TASK INSTRUCTIONS →
How many lines of the data below contain the word "find"? Tally them and reply with the number only.

MATERIAL PROVIDED →
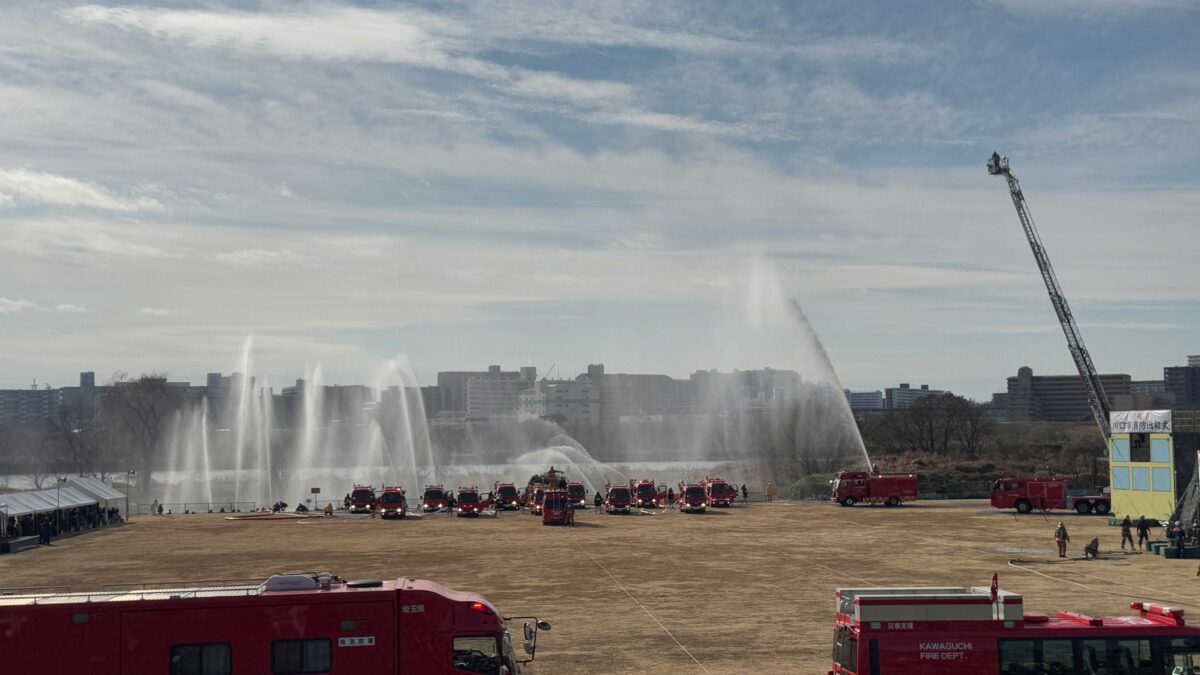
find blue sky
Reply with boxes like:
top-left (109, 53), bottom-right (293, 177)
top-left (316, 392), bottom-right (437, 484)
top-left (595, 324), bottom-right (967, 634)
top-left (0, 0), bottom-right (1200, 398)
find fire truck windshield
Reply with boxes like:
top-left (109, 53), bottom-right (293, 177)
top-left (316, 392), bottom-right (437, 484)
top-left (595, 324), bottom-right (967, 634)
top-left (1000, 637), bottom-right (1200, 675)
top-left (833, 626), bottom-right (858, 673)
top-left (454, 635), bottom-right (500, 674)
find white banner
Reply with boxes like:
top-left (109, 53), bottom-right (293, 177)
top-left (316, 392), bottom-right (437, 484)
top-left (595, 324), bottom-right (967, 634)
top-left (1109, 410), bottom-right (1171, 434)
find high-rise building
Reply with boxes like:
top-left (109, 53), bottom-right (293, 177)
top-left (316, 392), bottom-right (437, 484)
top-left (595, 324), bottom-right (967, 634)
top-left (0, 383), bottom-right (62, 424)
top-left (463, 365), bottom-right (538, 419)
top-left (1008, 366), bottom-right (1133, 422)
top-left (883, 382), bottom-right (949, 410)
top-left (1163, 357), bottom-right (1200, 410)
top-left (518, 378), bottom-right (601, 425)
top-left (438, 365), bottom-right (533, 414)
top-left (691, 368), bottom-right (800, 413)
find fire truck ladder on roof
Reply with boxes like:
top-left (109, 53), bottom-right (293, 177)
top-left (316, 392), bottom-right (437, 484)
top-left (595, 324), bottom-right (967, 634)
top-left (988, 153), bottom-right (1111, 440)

RESULT →
5